Note that in the process of creating a new thread, you need to distinguish the difference between new Thread() and new Thread().start :

• Thread#new: Create a Thread object, and it will not be mapped to a thread on the operating system. At this time, Thread#isAlive is false. Note that the thread factory in the thread pool can only create Thread objects and cannot start threads.
• Thread#start: Start the thread. The JVM creates the thread at the operating system level and binds it to the Thread object. At this time, Thread#isAlive is true.

Thread t = w.thread; t.start() in the ThreadPoolExecutor#addWorker method will trigger the execution of ThreadPoolExecutor#runWorker. The process is simplified as follows:

private final class Worker implements Runnable {

    final Thread thread; // 工作线程

    public Worker() {
        thread = new Thread(this);
        System.out.println("addWorker!");
    }

    @Override
    public void run() {
        System.out.println("runWorker!");
    }
}

/**
 * 测试在 addWorker 中触发 runWorker
 */
@Test
public void test() throws InterruptedException {
    Worker worker = new Worker();
    worker.thread.start();
    worker.thread.join();
}

4.3 Perform task runWorker

After adding a worker thread in ThreadPoolExecutor#addWorker, the worker thread will be started (Thread#start), and the worker thread will be triggered to execute the task (Thread#run).

runWorker code flow:

1. Get the task. The task may be a firstTask or a task pulled from the queue.
2. Acquire the mutex lock on the worker to ensure that no other thread can interrupt the current task unless the thread pool is closed.
3. Check the thread pool status. If it is STOP or TIDYING or TERMINATED, it means that the task is no longer needed, and the current thread is interrupted.
4. Perform pre-work beforeExecute, which is a hook method.
5. Perform the task Runnable#run.
6. Perform post-work afterExecute, which is also a hook method.

For Worker#lock, the official description:

Before running any task, the lock is acquired to prevent other pool interrupts while the task is executing, and then we ensure that unless pool is stopping, this thread does not have its interrupt set.

§ Data section
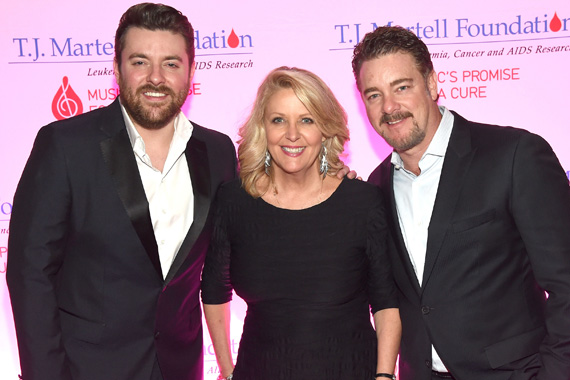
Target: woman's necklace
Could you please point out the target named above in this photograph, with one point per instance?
(310, 200)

§ Your tasks
A) According to the thread pool excerpt, what is the value of Thread#isAlive right after Thread#new creates a Thread object?
B) Decide whether each statement agrees with the thread pool excerpt. Answer yes or no for each, and quote the words that decide it.
(i) The thread factory in the thread pool can start threads.
(ii) beforeExecute is a hook method.
(iii) When the thread pool status is STOP, the current thread is interrupted.
Answer from the thread pool excerpt only, without drawing on the data.

§ Per-task answers
A) It is false.

B)
(i) No: "the thread factory in the thread pool can only create Thread objects and cannot start threads."
(ii) Yes: "Perform pre-work beforeExecute, which is a hook method."
(iii) Yes: "If it is STOP or TIDYING or TERMINATED, it means that the task is no longer needed, and the current thread is interrupted."